Your objective:
Put the stretch of the items below, from the line containing "Reviewer note: check that each instance of the woman's" through the last line, into a JSON list of strings with one string per line. Leave out blank lines and pictures.

----- Data shown -----

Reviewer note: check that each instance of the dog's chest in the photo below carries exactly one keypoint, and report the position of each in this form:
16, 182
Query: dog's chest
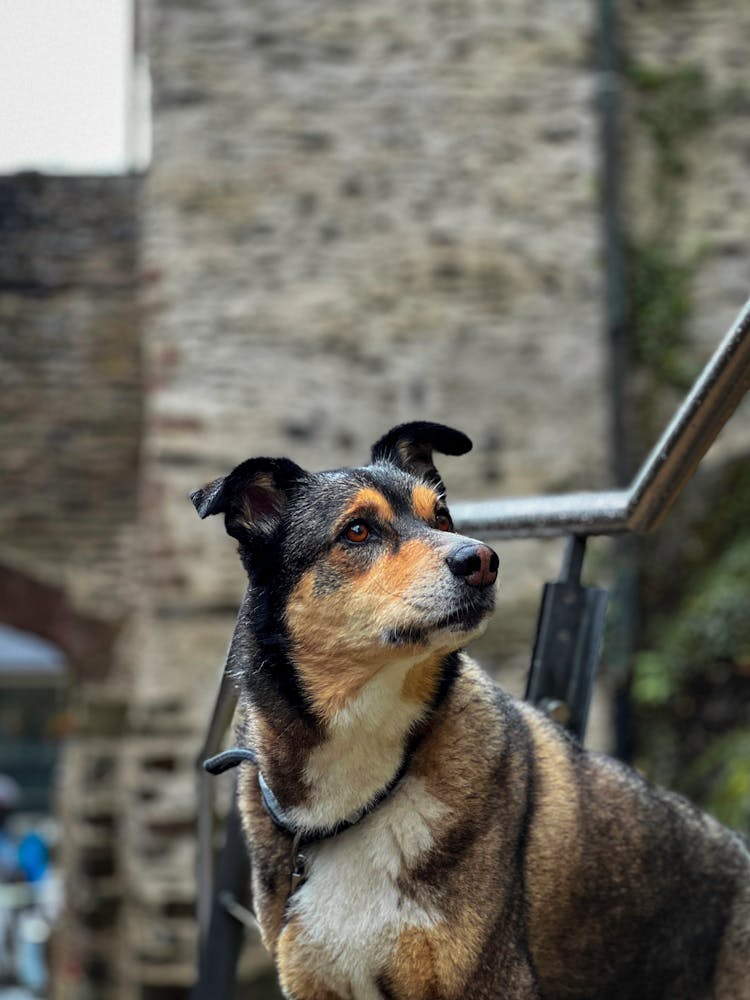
349, 913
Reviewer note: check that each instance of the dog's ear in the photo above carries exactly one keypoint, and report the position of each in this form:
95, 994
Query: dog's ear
253, 497
410, 447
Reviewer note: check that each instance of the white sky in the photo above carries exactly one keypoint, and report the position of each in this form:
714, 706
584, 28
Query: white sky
66, 86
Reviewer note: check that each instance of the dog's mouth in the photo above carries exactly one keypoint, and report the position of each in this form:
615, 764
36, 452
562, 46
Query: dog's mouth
461, 621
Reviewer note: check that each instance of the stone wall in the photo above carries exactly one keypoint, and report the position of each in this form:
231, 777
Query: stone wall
70, 368
70, 439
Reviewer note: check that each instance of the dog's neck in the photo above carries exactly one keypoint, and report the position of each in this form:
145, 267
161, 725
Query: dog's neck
325, 768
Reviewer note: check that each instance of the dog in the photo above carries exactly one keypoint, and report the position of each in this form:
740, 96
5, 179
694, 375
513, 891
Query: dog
414, 832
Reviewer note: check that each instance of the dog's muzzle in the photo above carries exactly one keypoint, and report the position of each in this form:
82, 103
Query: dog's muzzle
475, 563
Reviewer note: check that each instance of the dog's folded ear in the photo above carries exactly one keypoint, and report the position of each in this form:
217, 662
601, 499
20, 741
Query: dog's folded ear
253, 497
411, 446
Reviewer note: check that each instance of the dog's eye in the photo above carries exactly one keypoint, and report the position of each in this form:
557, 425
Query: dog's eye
443, 521
357, 532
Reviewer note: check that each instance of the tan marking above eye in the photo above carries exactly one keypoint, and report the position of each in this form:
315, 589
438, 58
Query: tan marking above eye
357, 532
424, 501
368, 499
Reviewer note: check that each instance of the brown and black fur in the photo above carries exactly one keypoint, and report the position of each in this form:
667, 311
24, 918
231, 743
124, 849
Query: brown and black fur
507, 862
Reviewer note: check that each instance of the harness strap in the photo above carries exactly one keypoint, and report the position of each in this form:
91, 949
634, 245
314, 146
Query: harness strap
237, 755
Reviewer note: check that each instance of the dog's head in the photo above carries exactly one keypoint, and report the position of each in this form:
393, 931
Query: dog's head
358, 566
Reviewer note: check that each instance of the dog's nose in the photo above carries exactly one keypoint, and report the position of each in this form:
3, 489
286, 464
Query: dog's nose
475, 562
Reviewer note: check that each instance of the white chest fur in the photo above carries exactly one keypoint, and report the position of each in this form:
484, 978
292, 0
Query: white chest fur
363, 750
351, 910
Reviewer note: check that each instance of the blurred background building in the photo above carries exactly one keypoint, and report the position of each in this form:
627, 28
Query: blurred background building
356, 214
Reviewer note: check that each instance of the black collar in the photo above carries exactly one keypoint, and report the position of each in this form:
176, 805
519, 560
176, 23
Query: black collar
237, 755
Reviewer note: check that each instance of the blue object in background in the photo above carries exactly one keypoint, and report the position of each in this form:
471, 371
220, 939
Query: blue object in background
33, 857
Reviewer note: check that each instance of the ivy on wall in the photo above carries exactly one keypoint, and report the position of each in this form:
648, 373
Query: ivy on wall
691, 682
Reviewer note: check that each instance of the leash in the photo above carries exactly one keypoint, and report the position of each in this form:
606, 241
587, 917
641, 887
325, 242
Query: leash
301, 838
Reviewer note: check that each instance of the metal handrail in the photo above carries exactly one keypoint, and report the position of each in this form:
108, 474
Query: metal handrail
644, 504
639, 508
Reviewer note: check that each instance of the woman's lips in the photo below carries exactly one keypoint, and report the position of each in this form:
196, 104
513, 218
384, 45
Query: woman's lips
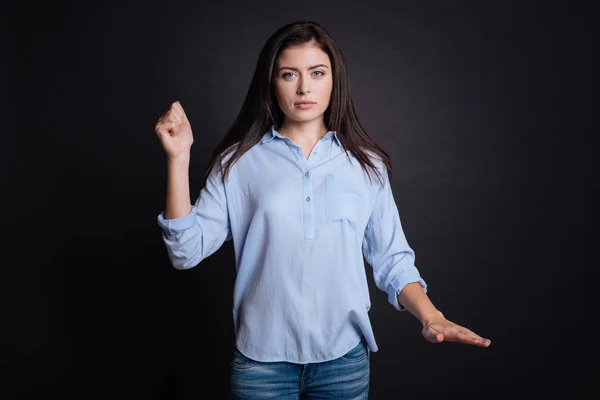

-----

Completed exercise:
[
  "Reviewer note: check that each instance of the woman's lips in the photo below carries exactly one keypoint, and report the position of each in this form:",
  "196, 104",
  "513, 218",
  "384, 45",
  "Query: woman's lips"
]